■ Page excerpt:
=-=-=

Tinubu had asked the Senate to confirm the nominees, who were recommended by the National Judicial Council.

Nigeria’s Senate on Thursday, confirmed the appointment of 11 new justices of the Supreme Court appointed by President Bola Tinubu to fill vacancies at the apex court.
With the confirmation of the 11 justices, the Supreme Court now has the full complement of 21 justices on its bench, as required by law.


The confirmation followed the consideration and adoption of a report by the Senate Committee on Judiciary, Human Rights and Legal Matters, during plenary.
Tinubu had asked the Senate to confirm the nominees, who were recommended by the National Judicial Council (NJC) to fill vacant positions following death and resignation of some justices.


Those confirmed were Justice Haruna Tsammani (North-east), who chaired the Presidential Election Petition Court, Justice Moore Adumein (South-south), Justice Jummai Sankey (North-central), Justice Chidiebere Uwa (South-east), and Justice Chioma Nwosu-Iheme (South-east).
Others were Justice Obande Ogbuinya (South-east), Justice Stephen Adah (North-central), Justice Habeeb Abiru (South-west), Justice Jamilu Tukur (North-west), Justice Abubakar Umar (North-west), and Justice Mohammed Idris (North-central).


Chairman of the Senate Committee on Judiciary, Human Rights and Legal Matters,, Senator Tahir Monguno (APC, Borno), while presenting his panel’s report, said the nominees possessed the requisite qualifications and experience to occupy the position and there was no petition against them.
Monguno, therefore, recommended their confirmation.
However, some senators, who spoke before the confirmation, expressed concern over the delay in the appointment of justices for the Supreme Court bench.
Senator Seriake Dickson (PDP, Bayelsa) advised that in the event of subsequent vacancies, a provision should be made for immediate replacement.


Dickson said, “Anytime these vacancies occur, they should be filled immediately. I want to draw that to the attention of the president. There shouldn’t be delay so that we don’t become a laughing stock.”
The Senate Leader, Michael Opeyemi Bamidele (APD, Ekiti), said it was important to screen and appoint those next in line immediately as vacancies occurred at the apex court.
Senator Orji Uzor Kalu (APC, Abia) stressed that the funds allocated to the Supreme Court in the 2024 budget should be reviewed upward to ensure its effectiveness.


Kalu said, “The Senate should look at the budget of the judiciary because even the state courts are in a mess. How can they give good justice? This is not the way it was before; we were doing better.”
The red chamber in plenary, which was presided by Senate President Godswill Akpabio, adjourned to Friday next week, after Thursday’s plenary, to enable members celebrate Christmas and Boxing Day with their families and constituents.

Through the Lenses of Their Judgments

The appointments of the 11 new Supreme Court justices, who completed the bench of 21, spoke largely to their contributions to the judiciary and the development of democracy, through some of their landmark judgments. Some of their key cases below would suffice.

=-=-=

■ Directions:
1) In the report on the Senate's Supreme Court confirmations, which body recommended the nominees?
2) Resume the report on the Senate's Supreme Court confirmations, picking up right after its last sentence.

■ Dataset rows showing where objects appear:
=-=-=

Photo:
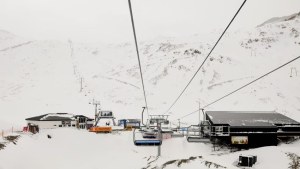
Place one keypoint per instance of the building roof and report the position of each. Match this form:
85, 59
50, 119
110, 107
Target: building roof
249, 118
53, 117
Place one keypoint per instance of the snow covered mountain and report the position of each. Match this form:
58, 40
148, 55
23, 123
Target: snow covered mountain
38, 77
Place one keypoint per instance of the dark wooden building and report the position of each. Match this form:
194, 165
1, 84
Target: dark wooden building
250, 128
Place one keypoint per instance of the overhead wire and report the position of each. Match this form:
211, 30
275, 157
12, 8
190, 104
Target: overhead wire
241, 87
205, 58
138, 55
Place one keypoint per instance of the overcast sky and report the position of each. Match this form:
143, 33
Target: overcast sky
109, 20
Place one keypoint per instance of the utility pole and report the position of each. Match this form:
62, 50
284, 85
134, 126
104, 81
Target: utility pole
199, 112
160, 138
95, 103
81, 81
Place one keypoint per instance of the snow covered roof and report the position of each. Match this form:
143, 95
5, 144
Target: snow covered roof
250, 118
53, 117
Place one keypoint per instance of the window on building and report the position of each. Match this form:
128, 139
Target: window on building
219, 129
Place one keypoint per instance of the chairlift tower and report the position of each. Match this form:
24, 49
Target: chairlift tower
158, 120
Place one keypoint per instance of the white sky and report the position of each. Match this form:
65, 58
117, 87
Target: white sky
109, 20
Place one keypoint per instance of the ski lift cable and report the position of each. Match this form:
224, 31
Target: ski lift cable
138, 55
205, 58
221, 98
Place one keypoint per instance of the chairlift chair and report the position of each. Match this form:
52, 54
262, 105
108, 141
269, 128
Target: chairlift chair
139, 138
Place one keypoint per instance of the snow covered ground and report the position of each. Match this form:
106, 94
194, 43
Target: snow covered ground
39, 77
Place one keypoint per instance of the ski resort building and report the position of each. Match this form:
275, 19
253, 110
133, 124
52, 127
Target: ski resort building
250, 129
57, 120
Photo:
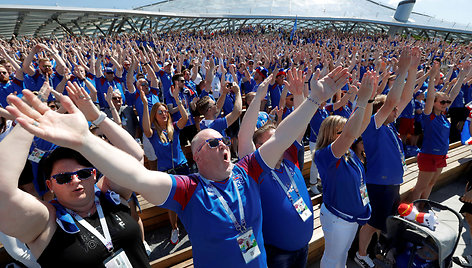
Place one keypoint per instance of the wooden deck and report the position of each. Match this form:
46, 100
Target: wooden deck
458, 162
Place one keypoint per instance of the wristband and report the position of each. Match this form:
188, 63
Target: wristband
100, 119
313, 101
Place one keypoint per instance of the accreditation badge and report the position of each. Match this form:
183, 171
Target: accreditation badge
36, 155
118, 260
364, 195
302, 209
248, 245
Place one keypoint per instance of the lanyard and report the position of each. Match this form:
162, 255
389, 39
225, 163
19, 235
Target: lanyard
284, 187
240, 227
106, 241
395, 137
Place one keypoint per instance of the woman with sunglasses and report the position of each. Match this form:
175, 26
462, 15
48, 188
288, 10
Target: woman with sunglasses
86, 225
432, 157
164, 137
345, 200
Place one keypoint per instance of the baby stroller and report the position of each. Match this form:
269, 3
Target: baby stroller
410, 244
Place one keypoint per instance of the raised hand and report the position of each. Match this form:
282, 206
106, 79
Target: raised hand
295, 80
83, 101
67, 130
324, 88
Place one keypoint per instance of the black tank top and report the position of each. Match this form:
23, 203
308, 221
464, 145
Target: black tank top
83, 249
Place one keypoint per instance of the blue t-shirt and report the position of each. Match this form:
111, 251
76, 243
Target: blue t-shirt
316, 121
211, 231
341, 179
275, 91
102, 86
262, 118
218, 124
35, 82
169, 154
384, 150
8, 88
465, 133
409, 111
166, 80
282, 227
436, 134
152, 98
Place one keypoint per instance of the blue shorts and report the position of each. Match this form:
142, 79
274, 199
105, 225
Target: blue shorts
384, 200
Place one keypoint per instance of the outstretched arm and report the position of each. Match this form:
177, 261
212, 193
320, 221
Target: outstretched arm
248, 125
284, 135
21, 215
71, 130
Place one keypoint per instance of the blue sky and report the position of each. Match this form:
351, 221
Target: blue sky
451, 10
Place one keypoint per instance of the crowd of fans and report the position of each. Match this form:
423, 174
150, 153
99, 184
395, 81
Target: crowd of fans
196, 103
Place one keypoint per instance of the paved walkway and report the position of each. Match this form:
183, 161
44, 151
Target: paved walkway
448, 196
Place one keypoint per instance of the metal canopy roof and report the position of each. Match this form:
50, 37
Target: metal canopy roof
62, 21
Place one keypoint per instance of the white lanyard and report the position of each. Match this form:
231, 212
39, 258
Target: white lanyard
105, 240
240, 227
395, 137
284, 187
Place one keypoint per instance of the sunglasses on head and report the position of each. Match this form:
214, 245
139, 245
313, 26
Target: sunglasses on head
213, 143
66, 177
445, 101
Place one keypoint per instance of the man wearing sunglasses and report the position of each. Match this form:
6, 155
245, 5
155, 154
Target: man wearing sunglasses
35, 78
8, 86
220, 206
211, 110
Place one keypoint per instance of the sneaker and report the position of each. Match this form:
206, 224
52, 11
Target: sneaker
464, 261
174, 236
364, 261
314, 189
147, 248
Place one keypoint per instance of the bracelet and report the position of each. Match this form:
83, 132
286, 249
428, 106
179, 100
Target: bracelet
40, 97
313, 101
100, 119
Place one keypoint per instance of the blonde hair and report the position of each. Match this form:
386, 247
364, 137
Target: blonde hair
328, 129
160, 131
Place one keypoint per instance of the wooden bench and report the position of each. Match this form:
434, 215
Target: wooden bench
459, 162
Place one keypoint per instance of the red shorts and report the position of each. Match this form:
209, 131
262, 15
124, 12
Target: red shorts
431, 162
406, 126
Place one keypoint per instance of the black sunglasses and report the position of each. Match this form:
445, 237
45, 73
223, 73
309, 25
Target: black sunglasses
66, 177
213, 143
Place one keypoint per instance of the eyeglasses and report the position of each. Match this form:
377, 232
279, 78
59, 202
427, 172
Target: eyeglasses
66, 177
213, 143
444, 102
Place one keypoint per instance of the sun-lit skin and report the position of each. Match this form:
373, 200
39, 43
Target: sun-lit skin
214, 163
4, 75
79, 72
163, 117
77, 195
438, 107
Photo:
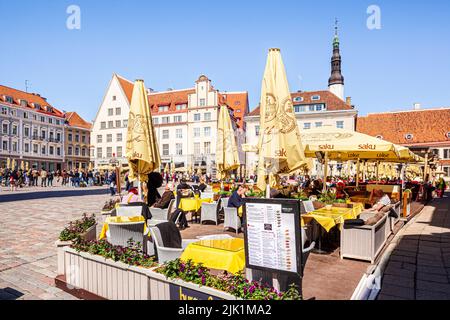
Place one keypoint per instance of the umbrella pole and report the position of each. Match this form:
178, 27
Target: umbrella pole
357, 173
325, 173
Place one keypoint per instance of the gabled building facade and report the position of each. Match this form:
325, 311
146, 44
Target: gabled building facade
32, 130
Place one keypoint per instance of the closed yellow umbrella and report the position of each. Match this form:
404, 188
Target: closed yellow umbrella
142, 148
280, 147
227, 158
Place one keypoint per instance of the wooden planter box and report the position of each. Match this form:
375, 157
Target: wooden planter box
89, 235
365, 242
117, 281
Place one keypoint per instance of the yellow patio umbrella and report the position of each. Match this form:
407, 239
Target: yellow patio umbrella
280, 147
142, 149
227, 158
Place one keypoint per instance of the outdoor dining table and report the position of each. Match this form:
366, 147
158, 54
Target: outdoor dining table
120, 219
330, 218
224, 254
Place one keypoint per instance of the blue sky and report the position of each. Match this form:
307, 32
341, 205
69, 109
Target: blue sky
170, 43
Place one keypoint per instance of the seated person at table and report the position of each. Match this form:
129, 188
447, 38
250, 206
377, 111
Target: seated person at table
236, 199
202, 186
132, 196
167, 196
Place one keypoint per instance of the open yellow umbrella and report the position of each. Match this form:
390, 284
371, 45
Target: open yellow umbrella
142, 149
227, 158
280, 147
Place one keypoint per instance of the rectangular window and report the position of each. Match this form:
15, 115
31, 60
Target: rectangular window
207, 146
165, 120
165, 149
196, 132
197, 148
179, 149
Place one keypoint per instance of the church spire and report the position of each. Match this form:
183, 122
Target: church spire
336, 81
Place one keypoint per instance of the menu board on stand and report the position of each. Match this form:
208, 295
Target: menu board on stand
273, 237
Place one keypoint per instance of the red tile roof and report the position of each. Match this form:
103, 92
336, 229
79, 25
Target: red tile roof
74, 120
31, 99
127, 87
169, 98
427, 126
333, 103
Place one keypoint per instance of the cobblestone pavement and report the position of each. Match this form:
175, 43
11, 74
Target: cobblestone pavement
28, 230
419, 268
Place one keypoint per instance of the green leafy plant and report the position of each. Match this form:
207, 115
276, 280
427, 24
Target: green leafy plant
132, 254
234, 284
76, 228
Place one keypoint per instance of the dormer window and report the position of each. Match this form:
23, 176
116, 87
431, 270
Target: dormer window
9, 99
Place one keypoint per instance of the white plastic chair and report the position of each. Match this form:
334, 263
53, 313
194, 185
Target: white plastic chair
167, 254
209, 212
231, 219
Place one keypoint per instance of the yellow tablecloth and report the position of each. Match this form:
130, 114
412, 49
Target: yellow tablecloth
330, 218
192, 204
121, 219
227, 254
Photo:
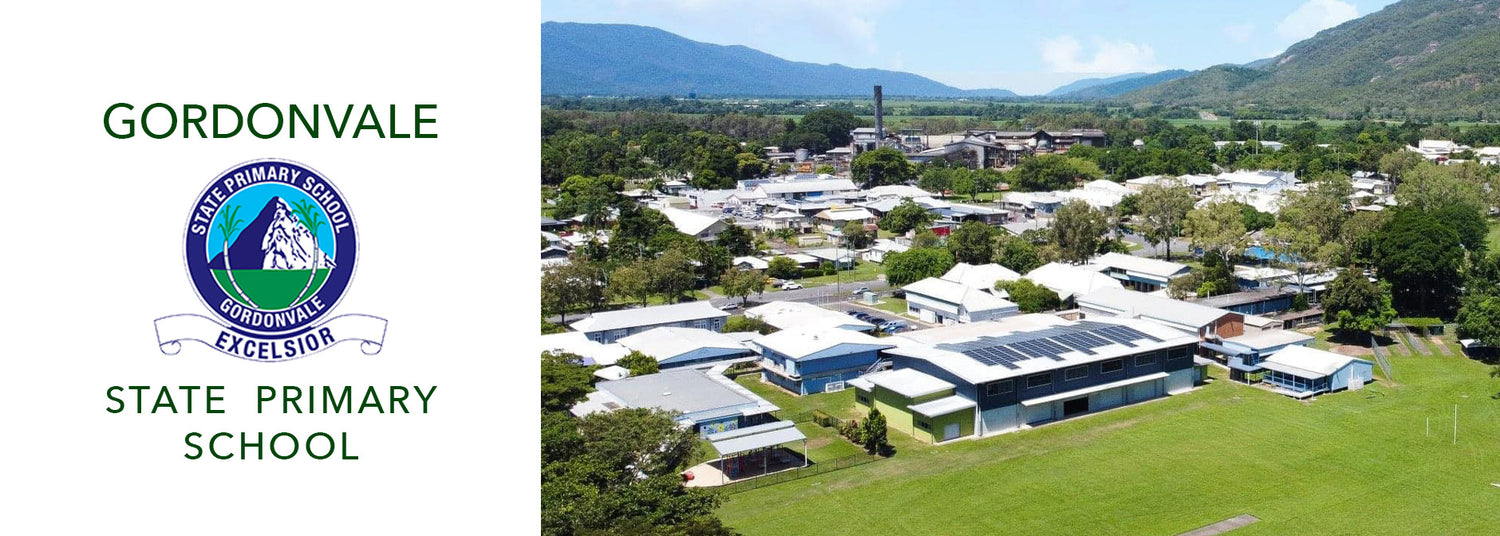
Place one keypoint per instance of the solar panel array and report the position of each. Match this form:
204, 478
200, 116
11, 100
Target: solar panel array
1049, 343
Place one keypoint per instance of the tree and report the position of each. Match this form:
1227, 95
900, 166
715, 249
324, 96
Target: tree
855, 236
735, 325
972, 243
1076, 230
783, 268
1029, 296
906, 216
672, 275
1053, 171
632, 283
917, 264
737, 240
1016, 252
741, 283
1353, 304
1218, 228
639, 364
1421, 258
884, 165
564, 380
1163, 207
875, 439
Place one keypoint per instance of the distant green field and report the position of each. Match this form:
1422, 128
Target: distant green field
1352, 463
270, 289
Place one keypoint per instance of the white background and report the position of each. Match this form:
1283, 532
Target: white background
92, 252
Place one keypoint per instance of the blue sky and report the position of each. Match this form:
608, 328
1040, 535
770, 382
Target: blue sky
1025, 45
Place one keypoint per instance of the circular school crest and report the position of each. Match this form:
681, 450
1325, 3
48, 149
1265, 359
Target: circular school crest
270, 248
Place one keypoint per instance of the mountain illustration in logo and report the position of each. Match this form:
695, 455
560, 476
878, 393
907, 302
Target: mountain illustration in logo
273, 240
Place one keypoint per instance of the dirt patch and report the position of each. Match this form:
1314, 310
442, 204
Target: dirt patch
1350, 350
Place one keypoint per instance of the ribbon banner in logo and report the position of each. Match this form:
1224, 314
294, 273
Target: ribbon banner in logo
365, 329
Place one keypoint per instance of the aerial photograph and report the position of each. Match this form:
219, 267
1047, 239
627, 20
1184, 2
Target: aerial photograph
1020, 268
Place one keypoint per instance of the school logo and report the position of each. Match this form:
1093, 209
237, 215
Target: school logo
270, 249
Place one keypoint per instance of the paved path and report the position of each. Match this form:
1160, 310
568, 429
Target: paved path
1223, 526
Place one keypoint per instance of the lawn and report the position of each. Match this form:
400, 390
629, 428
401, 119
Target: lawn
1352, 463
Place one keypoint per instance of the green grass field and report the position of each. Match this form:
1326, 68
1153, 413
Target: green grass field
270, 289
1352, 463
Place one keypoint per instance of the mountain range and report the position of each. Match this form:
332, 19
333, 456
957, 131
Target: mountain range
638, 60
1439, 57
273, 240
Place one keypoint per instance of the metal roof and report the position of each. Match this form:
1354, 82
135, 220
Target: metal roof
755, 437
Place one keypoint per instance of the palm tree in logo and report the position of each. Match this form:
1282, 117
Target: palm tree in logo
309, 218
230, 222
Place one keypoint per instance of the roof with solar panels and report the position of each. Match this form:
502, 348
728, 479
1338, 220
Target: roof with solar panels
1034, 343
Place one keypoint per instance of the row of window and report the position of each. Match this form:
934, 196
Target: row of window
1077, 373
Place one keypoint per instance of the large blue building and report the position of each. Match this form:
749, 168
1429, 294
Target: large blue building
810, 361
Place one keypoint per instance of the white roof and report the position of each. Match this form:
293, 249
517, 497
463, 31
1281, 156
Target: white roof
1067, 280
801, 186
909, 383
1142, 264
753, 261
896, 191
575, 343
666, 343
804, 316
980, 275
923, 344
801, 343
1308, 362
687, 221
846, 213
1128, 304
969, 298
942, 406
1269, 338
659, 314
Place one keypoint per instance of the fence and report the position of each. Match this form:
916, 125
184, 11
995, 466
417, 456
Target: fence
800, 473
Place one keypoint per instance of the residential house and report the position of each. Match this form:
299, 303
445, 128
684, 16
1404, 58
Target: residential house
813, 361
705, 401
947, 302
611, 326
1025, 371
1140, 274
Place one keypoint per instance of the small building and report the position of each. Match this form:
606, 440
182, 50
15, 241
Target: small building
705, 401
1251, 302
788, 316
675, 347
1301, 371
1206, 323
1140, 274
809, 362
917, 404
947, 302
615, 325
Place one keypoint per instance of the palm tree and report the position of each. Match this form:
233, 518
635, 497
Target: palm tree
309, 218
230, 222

=-=-=

■ Per-task outputs:
1) The National Judicial Council (NJC).

2)
Justice Haruna Simon Tsammani

In a landmark decision on whom lies the evidential burden to establish non-compliance with the Electoral Act; effect of failure, Justice Tsammani, quoted authorities and following precedents, held in APC v. INEC & ORS (2019) LPELR-48909(CA).
“Now, the appellant’s complaint before the tribunal centred on various acts of improper/non-accreditation of voters, improper and non-use of the Smart Card Reader, inflation (and reduction of votes), alteration of results, etc; which the appellant contend are acts of non-compliance with the provisions of the Electoral Act, 2010 (as amended) and the manual and guidelines for the conduct of the election.


“It is now settled by statute and case law, that the burden of proof lies on the party, who wants the court to give judgment in his favour. This is because, it is that party who asserts the existence of facts, who would fail if no evidence at all were given on either side.”
On the nature of a banker/customer relationship, he held:”Now, as pointed out earlier in the course of this judgment, the relationship between the appellant and the 1st and 2nd respondents is that of a banker and its customer(s). That relationship is therefore contractual.


“The relationship is primarily that of a debtor and creditor, though the ordinary rules of debtor and creditor may not entirely apply. That banker/customer relationship is saddled with some rights and responsibilities the parties owe each other. Thus, in the course of performing its banking business, the banker enters into several contractual relationships and performs other roles on behalf of its customers.”

Justice Moore Aseimo Adumein

On the extent of the role of the lower court in arbitral matters, Justice Adumein, in a landmark decision, held that,“where parties opt for arbitration, instead of civil litigation, they are at liberty to choose how the arbitration is conducted; the duty of the court is to respect and pronounce upon the wishes of the parties, and ‘not to make a contract for them or rewrite the one they already made for themselves.”


In the case of Lawan v. Zenon Petroleum & Gas Ltd & Ors (2014) LPELR-23206 (CA), he held on the issue of when legislative immunity clause will/will not be applicable to protect a lawmaker that, “The immunity provided by Section 3 of the Legislative Houses (Powers and Privileges) Act, Cap L. 12, Laws of the Federation of Nigeria, 2004, heavily relied on by the appellant, covers only words spoken or written before a Legislative House or a committee thereof in the course of bona fide exercise of legislative duties by a legislator. The immunity cannot reasonably be expected to apply to words spoken or written by a legislator in the pursuit of an illegitimate business of the lawmaker.”

Justice Jummai Hannatu Sankey

Justice Sankey once held that, “The decision in the case of Magit v University of Agric, Makurdi (supra) relied on by the appellant is no doubt good law. However, it must be distinguished from the facts of this case as it is trite law that a case is only an authority for what it decides.”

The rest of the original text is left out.